**Data to process**:
-- Opening Marker --

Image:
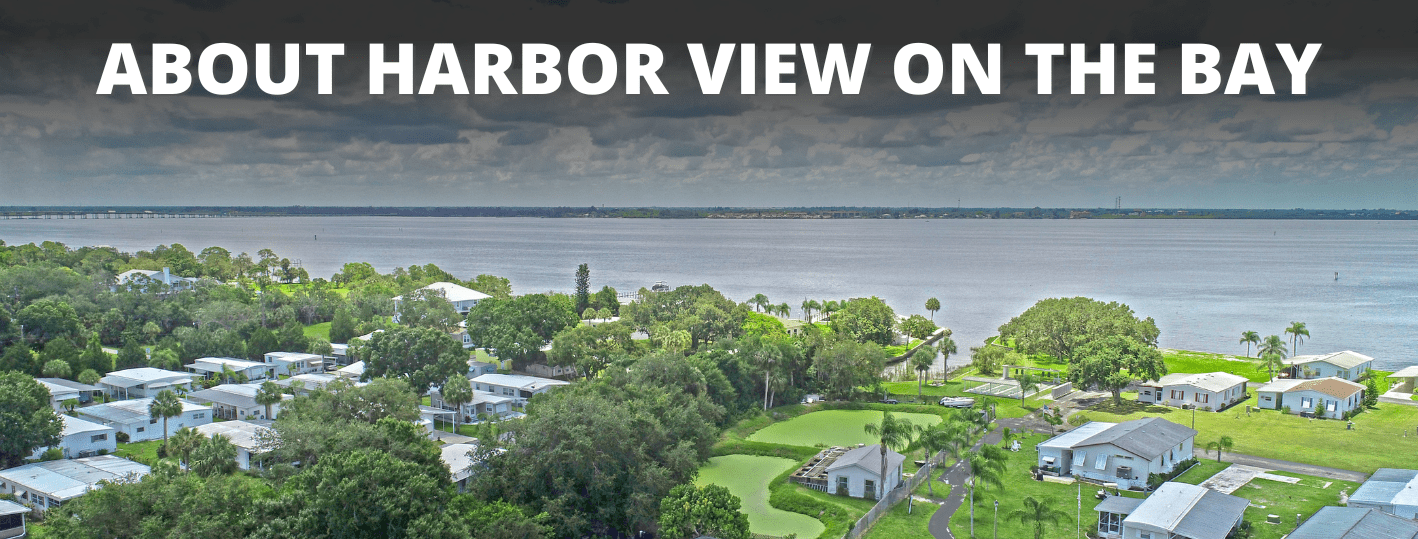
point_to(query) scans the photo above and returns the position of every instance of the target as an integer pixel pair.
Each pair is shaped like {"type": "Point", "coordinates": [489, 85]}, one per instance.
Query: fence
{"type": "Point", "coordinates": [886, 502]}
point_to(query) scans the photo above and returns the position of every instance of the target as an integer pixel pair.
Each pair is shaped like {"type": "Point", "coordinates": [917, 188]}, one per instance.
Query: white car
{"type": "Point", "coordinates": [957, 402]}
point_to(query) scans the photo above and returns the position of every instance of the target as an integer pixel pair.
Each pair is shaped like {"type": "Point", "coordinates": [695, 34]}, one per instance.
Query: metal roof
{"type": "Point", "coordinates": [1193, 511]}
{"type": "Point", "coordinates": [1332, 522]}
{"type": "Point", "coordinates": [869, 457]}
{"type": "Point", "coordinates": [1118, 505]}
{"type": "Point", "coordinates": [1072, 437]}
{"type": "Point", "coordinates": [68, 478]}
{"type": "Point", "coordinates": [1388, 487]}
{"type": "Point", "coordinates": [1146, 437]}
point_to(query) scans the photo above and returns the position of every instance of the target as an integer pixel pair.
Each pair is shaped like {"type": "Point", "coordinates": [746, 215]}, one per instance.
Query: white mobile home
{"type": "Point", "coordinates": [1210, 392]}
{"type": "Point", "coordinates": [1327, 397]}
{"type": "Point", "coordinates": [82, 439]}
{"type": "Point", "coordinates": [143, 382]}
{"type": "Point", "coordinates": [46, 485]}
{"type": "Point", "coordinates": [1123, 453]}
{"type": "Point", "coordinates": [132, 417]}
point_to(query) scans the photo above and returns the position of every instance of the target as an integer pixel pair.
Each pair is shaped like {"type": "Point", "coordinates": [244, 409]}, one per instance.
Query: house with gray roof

-- Closing Marker --
-- Opening Marker --

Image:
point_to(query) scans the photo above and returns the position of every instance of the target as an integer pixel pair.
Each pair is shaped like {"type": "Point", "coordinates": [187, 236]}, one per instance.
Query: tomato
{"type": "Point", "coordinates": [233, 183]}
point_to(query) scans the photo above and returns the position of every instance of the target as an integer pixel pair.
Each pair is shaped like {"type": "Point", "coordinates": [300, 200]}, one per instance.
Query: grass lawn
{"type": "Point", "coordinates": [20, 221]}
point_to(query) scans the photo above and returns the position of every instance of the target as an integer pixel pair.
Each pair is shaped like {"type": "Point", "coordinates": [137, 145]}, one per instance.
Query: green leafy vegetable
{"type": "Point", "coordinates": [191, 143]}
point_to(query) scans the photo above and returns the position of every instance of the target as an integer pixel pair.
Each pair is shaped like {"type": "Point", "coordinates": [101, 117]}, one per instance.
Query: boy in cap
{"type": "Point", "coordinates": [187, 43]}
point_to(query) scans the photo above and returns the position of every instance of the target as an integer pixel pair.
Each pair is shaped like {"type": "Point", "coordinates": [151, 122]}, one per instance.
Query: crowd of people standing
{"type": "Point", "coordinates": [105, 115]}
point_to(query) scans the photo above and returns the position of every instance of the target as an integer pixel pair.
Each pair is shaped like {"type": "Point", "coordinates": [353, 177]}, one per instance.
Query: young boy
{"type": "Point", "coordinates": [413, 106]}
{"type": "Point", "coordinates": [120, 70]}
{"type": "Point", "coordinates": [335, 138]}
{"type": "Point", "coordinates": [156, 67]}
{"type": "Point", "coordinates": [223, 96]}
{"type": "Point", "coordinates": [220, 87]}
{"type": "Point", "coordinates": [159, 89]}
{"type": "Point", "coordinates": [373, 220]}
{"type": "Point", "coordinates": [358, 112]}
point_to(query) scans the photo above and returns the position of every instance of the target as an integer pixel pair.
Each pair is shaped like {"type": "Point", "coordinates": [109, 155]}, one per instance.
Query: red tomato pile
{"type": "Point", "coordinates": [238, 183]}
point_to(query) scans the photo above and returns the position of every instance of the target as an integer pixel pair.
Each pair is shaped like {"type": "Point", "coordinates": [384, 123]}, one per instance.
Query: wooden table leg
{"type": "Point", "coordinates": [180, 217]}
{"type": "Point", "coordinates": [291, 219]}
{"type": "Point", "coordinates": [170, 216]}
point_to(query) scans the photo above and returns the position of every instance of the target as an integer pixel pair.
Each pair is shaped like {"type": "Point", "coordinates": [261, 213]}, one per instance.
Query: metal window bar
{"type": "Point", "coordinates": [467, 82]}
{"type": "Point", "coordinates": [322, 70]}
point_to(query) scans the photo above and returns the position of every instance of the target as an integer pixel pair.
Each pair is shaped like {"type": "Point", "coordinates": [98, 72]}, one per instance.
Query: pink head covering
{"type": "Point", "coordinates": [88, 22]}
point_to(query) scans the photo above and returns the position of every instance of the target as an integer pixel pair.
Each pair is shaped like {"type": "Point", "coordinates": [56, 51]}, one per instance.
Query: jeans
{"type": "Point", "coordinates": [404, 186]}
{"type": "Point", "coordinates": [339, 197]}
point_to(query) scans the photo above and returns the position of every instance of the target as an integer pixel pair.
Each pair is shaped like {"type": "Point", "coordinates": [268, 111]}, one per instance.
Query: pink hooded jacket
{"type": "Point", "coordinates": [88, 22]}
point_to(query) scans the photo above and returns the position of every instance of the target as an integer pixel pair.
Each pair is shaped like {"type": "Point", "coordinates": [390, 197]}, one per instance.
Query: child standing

-- Closing Marker --

Begin with the line that has "Query: jeans" in the listing above and end after the line that has "Query: child standing"; output those lines exactly.

Query: jeans
{"type": "Point", "coordinates": [404, 186]}
{"type": "Point", "coordinates": [339, 197]}
point_to(query) scans the photo above and returns the position of every instance of the target as an integer pixel pair.
Each pair is shaped like {"type": "Point", "coordinates": [268, 111]}, one per instance.
Query: pink hooded jacket
{"type": "Point", "coordinates": [88, 22]}
point_to(query) scans the photo above and returns the position of every instance of the target as an integer pixel pair.
Each pair is shaped like {"type": "Point", "coordinates": [390, 197]}, one per instance.
Query: child standing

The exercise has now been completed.